> [WHAT THE TASK REQUIRES] Using the profile of Adriana Aleixo Pereira de Barros below, explain in one to three sentences why her poems are made to be seen as well as read.

> [SUPPLIED PASSAGE]

Adriana Aleixo Pereira de Barros (born 1976) is a Portuguese and Canadian illustrator, web designer, and poet.

Since 1999, de Barros has created visual poems that combine various disciplines: writing, designing and drawing, sound editing, and filmmaking (through the use of new media, Flash software). Her visual poems have been screened at the American festivals Flashbang! and Flashbang 4 (2001 and 2002), The. ME.Project. (2002; showcased in Toronto, New York and Los Angeles). Her work has appeared in art/poetry books and websites. De Barros has been recognized for "trying to make poetry more dynamic and accessible." Her creations exist as she states, "so that even someone who may dislike poetry can enjoy it visually."

de Barros designs and illustrates at her own studio, Breathewords. And she is also founder and editor of Scene 360, a not-for-profit, online film and arts magazine; since 2000, it has provided numerous insightful interviews and profiles of leading web designers, artists, and filmmakers.

> [EXCERPTED RECORDS]

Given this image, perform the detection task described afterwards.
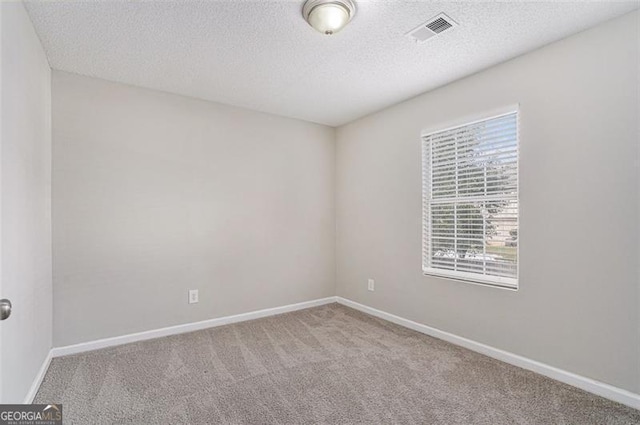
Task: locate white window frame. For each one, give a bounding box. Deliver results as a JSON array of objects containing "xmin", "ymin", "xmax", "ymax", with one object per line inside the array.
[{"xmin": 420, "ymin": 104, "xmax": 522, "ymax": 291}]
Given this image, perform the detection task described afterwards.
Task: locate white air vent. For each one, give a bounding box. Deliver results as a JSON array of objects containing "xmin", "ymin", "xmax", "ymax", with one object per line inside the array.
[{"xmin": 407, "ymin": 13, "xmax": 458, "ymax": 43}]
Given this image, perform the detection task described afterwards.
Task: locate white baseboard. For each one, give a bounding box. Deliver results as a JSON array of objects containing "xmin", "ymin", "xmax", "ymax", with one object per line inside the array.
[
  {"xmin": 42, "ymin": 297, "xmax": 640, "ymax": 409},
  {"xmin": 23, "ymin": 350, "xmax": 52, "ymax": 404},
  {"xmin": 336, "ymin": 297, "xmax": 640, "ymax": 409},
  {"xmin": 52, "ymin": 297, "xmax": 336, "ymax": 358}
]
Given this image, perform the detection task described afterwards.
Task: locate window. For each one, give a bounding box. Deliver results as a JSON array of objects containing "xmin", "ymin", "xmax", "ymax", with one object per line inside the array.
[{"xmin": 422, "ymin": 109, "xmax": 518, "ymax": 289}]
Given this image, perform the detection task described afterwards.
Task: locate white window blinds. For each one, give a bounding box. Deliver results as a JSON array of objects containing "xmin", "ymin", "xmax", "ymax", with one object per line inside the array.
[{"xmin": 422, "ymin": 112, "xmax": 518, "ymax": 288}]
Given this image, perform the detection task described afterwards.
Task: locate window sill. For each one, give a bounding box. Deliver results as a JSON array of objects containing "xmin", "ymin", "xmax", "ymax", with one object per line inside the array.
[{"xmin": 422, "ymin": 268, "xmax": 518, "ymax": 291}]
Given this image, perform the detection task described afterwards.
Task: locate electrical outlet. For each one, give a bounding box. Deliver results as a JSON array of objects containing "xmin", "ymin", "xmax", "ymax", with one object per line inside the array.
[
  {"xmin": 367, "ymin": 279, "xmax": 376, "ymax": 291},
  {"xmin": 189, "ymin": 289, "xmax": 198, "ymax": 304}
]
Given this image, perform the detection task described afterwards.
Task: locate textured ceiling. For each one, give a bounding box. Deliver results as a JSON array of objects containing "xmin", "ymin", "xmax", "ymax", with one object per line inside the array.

> [OUTPUT OF THE EXERCISE] She states that her creations exist "so that even someone who may dislike poetry can enjoy it visually." She has also been recognized for "trying to make poetry more dynamic and accessible."